Data to use:
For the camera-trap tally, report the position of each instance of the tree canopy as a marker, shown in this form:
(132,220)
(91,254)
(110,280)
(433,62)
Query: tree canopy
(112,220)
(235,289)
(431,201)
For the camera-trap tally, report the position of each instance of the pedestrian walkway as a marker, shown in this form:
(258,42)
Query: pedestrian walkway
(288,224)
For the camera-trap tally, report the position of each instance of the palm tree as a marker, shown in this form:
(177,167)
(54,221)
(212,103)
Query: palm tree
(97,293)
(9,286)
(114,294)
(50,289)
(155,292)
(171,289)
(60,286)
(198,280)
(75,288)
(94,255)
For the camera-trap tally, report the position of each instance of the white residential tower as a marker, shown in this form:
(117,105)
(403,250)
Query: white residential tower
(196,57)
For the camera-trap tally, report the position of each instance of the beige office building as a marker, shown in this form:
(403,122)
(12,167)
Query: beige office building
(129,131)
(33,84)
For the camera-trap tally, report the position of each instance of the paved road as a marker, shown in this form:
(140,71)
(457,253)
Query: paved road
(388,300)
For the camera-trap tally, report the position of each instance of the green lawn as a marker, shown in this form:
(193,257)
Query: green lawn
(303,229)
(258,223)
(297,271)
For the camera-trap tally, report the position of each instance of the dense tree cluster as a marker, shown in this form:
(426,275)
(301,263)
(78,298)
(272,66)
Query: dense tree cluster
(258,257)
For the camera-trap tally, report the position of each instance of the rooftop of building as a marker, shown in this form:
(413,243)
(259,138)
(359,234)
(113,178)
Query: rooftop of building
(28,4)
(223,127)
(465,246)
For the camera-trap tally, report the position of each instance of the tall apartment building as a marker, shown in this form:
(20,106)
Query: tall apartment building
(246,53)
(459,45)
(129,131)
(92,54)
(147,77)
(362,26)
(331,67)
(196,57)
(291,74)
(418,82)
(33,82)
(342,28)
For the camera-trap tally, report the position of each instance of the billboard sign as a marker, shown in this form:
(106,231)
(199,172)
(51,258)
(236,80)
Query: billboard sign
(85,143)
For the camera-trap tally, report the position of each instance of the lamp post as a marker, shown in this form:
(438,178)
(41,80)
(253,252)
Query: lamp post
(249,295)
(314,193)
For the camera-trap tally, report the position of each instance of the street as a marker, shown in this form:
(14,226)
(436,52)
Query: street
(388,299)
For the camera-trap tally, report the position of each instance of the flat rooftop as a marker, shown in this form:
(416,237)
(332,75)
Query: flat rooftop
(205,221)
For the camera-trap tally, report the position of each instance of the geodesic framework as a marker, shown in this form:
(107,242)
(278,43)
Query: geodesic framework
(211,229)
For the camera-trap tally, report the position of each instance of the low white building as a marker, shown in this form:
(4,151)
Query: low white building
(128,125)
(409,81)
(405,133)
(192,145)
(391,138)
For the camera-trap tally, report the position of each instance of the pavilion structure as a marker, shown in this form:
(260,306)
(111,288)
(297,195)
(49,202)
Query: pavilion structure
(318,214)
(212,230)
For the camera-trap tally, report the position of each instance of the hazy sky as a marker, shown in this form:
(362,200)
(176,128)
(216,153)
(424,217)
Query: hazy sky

What you will do: Rewrite all the records above, putting "aerial survey" in place of "camera-trap tally" everywhere it appears and keeping everything else the same.

Task response:
For the aerial survey, report the position of each instance of the tree canopy as a marker, shown in this form:
(132,220)
(91,254)
(110,280)
(433,62)
Query: tree canopy
(112,220)
(235,289)
(431,201)
For the aerial survey, report the position of each instance of the pedestrian walkway as a marker, shown in this form:
(258,42)
Query: pedestrian walkway
(288,224)
For the aerial survey, report the position of each instance of the palm tree as a marker, shown in this form:
(177,167)
(54,221)
(212,103)
Query: palm tree
(97,293)
(9,286)
(114,294)
(50,289)
(155,292)
(171,289)
(60,286)
(198,280)
(75,288)
(94,255)
For the aerial survey, report the position of each instance of the white residential tower as a marker, shown in this form:
(117,105)
(403,250)
Query: white residential tower
(196,57)
For the aerial survey, report the position of each instance of the beige office building as a marker, shown in this form:
(403,122)
(12,167)
Query: beige office building
(129,131)
(33,84)
For the aerial survey, report the position of each instance of the paved road as a marker, shown in this form:
(140,71)
(457,253)
Query: paved road
(388,300)
For the aerial survey, report the position of each instance of the green lawn as a marker, shown in this form:
(193,257)
Query: green lawn
(303,229)
(258,223)
(297,271)
For the aerial survey, report the position of each instance of the dense tree cluster as a marker, shown in this form:
(426,275)
(301,263)
(78,298)
(272,66)
Query: dense tree cluster
(258,257)
For the aerial survey, report the position of each instance of the rooftop of building as a marker, shown in this form:
(413,243)
(259,138)
(359,234)
(113,178)
Query: rooftop of building
(28,4)
(223,127)
(465,246)
For the aerial survey, report the position of each instance of the tall apartment building as a marker, shown in this form:
(20,106)
Query: tall apartment building
(246,53)
(459,45)
(129,131)
(92,54)
(147,77)
(362,26)
(331,67)
(196,57)
(291,74)
(418,82)
(33,82)
(342,28)
For the aerial survey, report the position of each instance of the billboard sign as a marker, shown in this form:
(106,231)
(199,172)
(51,258)
(236,80)
Query: billboard sign
(85,143)
For the aerial survey, report the position of each instance of the lamp post as a marker, shown in this form:
(438,178)
(41,80)
(253,252)
Query: lamp post
(249,295)
(314,193)
For the aerial survey, report the position of each instance of the street as a marker, shown in this form:
(14,226)
(436,52)
Query: street
(388,299)
For the aerial survey, report the position of each instance of the flat rooftop as a marker, shown in this form:
(416,237)
(332,75)
Query: flat rooftop
(205,221)
For the aerial survey, report the position of each instance of the geodesic framework as a marker, shown in this form:
(107,242)
(278,43)
Query: geodesic framework
(211,229)
For the aerial survey, report the position of each instance of the low white building as a marker, shown in this form:
(4,151)
Query: low white building
(128,125)
(409,81)
(405,133)
(192,145)
(391,138)
For the aerial survey, report the position of each instance of the pavilion structure as a marker, shown in this form:
(260,306)
(111,288)
(297,195)
(49,202)
Query: pavilion structure
(318,214)
(212,230)
For the aerial survey, report the position of each instance of the hazy sky as a marker, shown in this form:
(362,200)
(176,128)
(216,153)
(424,217)
Query: hazy sky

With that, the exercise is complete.